[Point placement records]

---

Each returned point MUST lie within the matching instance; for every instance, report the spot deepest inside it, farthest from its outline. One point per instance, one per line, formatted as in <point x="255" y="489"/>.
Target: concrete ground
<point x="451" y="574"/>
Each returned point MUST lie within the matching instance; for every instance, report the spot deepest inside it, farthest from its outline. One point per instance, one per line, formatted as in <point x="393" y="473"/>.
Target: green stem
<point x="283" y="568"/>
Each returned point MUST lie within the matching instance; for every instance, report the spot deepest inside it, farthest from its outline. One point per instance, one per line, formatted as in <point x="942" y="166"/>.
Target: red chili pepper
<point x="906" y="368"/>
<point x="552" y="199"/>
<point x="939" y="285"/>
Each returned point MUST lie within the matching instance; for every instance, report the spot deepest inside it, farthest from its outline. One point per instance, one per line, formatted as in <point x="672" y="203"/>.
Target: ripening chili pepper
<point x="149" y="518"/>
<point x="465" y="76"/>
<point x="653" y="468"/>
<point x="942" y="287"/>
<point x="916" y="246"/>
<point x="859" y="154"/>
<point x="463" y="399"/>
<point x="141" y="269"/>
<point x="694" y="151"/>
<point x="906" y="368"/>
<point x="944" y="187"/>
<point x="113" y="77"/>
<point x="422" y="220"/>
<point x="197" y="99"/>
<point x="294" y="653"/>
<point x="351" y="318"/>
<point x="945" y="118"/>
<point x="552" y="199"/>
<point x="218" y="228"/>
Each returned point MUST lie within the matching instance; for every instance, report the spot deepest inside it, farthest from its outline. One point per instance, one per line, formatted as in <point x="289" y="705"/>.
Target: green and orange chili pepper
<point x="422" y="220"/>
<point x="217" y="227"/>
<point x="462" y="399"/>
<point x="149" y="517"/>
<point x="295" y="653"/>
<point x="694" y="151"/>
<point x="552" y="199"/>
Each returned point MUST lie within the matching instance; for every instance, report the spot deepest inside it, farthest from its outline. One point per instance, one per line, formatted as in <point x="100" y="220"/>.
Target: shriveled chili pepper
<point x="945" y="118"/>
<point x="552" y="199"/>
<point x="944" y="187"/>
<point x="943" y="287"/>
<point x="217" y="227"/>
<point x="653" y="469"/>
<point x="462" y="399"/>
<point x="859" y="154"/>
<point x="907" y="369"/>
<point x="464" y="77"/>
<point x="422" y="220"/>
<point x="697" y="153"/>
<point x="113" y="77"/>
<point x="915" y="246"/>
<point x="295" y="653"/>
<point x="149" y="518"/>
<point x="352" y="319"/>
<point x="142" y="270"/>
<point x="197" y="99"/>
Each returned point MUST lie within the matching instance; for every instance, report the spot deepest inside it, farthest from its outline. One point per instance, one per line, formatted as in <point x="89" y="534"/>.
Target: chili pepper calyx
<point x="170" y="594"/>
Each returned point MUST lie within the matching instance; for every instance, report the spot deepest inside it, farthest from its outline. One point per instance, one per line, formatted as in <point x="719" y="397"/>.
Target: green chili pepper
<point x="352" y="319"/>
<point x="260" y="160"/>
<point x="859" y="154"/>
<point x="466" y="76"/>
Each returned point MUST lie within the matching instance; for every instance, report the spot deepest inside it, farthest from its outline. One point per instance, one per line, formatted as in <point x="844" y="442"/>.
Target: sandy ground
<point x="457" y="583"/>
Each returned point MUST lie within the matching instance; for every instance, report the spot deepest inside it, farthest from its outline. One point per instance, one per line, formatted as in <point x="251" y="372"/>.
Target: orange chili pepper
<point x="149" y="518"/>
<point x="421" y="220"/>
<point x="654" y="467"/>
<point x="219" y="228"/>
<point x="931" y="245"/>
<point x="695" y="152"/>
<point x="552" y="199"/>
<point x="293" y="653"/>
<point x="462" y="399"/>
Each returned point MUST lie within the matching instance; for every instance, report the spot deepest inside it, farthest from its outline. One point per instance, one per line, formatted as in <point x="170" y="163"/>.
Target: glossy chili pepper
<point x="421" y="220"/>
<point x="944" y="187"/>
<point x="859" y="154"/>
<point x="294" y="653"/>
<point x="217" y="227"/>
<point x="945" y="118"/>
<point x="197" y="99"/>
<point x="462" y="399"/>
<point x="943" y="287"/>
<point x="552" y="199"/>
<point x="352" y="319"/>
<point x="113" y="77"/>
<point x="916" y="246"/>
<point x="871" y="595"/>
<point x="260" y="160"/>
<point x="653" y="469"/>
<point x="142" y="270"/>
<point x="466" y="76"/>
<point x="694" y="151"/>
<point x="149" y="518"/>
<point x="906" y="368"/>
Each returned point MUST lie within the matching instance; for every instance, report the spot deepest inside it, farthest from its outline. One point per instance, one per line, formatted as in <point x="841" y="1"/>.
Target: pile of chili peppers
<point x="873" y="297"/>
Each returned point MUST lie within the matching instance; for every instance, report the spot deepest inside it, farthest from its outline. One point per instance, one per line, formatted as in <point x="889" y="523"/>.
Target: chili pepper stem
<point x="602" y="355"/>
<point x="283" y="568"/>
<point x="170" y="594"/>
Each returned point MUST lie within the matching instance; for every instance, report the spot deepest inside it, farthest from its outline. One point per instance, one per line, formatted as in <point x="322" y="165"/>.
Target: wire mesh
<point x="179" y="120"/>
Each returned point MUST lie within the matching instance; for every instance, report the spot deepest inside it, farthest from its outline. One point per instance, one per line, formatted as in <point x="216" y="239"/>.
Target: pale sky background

---

Extract every line above exactly as it stands.

Each returned point MUST lie within the matching instance; for every instance, report the spot deepest inside it, farthest from its outline. One point per instance, one per line, formatted as in <point x="255" y="489"/>.
Target: concrete ground
<point x="451" y="574"/>
Each returned point MUST lie within the matching instance; for every instance, report the spot deepest inside it, farthest from its outline. One point per instance, one per line, formatted as in <point x="393" y="473"/>.
Target: green stem
<point x="283" y="568"/>
Each returned point MUST lie within the matching instance; for every instance, report the spot deepest inside it, farthest from its outline. One point per instance, one per line, formatted as in <point x="942" y="166"/>.
Target: red chili pepper
<point x="906" y="368"/>
<point x="552" y="199"/>
<point x="939" y="285"/>
Each returned point MUST lie within the matching instance; for every instance, report the spot deepest inside it, farthest from its outline. One point per instance, one per line, formatted as in <point x="672" y="203"/>.
Target: ripening chili pepper
<point x="149" y="518"/>
<point x="465" y="76"/>
<point x="653" y="468"/>
<point x="942" y="287"/>
<point x="916" y="246"/>
<point x="859" y="154"/>
<point x="463" y="399"/>
<point x="141" y="269"/>
<point x="694" y="151"/>
<point x="906" y="368"/>
<point x="944" y="187"/>
<point x="113" y="77"/>
<point x="422" y="220"/>
<point x="197" y="99"/>
<point x="294" y="653"/>
<point x="351" y="318"/>
<point x="945" y="118"/>
<point x="552" y="199"/>
<point x="218" y="228"/>
Each returned point MUST lie within the matching instance; for every instance, report the spot deepest inside it, farthest from its outline. One point per instance, one per line, formatted as in <point x="289" y="705"/>.
Target: green and orange chili pepper
<point x="422" y="220"/>
<point x="217" y="227"/>
<point x="462" y="399"/>
<point x="149" y="517"/>
<point x="295" y="653"/>
<point x="694" y="151"/>
<point x="552" y="199"/>
Each returned point MUST lie within the matching instance; for every instance, report the spot deepest inside it, farthest from its outline. One point per instance, one per line, formatted as in <point x="100" y="220"/>.
Target: shriveled chili pepper
<point x="945" y="118"/>
<point x="552" y="199"/>
<point x="944" y="187"/>
<point x="943" y="287"/>
<point x="217" y="227"/>
<point x="653" y="469"/>
<point x="462" y="399"/>
<point x="859" y="154"/>
<point x="907" y="369"/>
<point x="464" y="77"/>
<point x="422" y="220"/>
<point x="697" y="153"/>
<point x="113" y="77"/>
<point x="915" y="246"/>
<point x="295" y="653"/>
<point x="149" y="518"/>
<point x="352" y="319"/>
<point x="142" y="270"/>
<point x="197" y="99"/>
Each returned point MUST lie within the matching instance; for every instance, report the spot deepest inside it, farthest from its outline. One point per instance, one per line, formatted as in <point x="89" y="534"/>.
Target: chili pepper calyx
<point x="170" y="594"/>
Each returned point MUST lie within the matching instance; for every instance, report the spot deepest inside it, farthest from its outline. One point per instance, one per line, formatted as in <point x="719" y="397"/>.
Target: green chili pepper
<point x="352" y="319"/>
<point x="260" y="160"/>
<point x="859" y="154"/>
<point x="466" y="76"/>
Each returned point MUST lie within the matching instance; for every instance, report the spot deepest inside it, farthest from its outline. One point per instance, one per line, formatted as in <point x="844" y="442"/>.
Target: sandy ground
<point x="457" y="583"/>
Each returned point MUST lie within the matching instance; for every instance, report the spot deepest inside it, farthest from its outline. One point per instance, one per line, formatted as in <point x="251" y="372"/>.
Target: orange chili pepper
<point x="149" y="518"/>
<point x="421" y="220"/>
<point x="654" y="467"/>
<point x="219" y="228"/>
<point x="931" y="245"/>
<point x="695" y="152"/>
<point x="552" y="199"/>
<point x="293" y="653"/>
<point x="462" y="399"/>
Each returned point MUST lie within the matching instance; for every instance, report the spot deepest inside it, farthest from its outline. One point per instance, one per line, formatted as in <point x="170" y="163"/>.
Target: glossy chili pepper
<point x="421" y="220"/>
<point x="944" y="187"/>
<point x="859" y="154"/>
<point x="294" y="653"/>
<point x="217" y="227"/>
<point x="945" y="118"/>
<point x="197" y="99"/>
<point x="462" y="399"/>
<point x="943" y="287"/>
<point x="552" y="199"/>
<point x="352" y="319"/>
<point x="113" y="77"/>
<point x="916" y="246"/>
<point x="871" y="595"/>
<point x="260" y="160"/>
<point x="653" y="469"/>
<point x="142" y="270"/>
<point x="466" y="76"/>
<point x="694" y="151"/>
<point x="149" y="518"/>
<point x="906" y="368"/>
Each returned point MUST lie within the matching instance; for every instance, report the spot deepest inside it, farthest from its outline. One point per instance, one per line, formatted as in <point x="841" y="1"/>.
Target: pile of chili peppers
<point x="873" y="297"/>
Each returned point MUST lie within the matching instance; for every instance, report the spot deepest inside it, farthest from its outline. One point per instance, one per line, formatted as in <point x="889" y="523"/>.
Target: chili pepper stem
<point x="602" y="355"/>
<point x="283" y="568"/>
<point x="170" y="594"/>
Each returned point MUST lie within the matching instance; for every instance, report the spot deepest inside it, farthest from its outline. One point per instance, one per line, formatted as in <point x="322" y="165"/>.
Target: wire mesh
<point x="179" y="120"/>
Each returned point MUST lie within the matching instance; for every instance, report the spot deepest inside it, farthest from its outline. One point per instance, one per line, formatted as in <point x="216" y="239"/>.
Target: pale sky background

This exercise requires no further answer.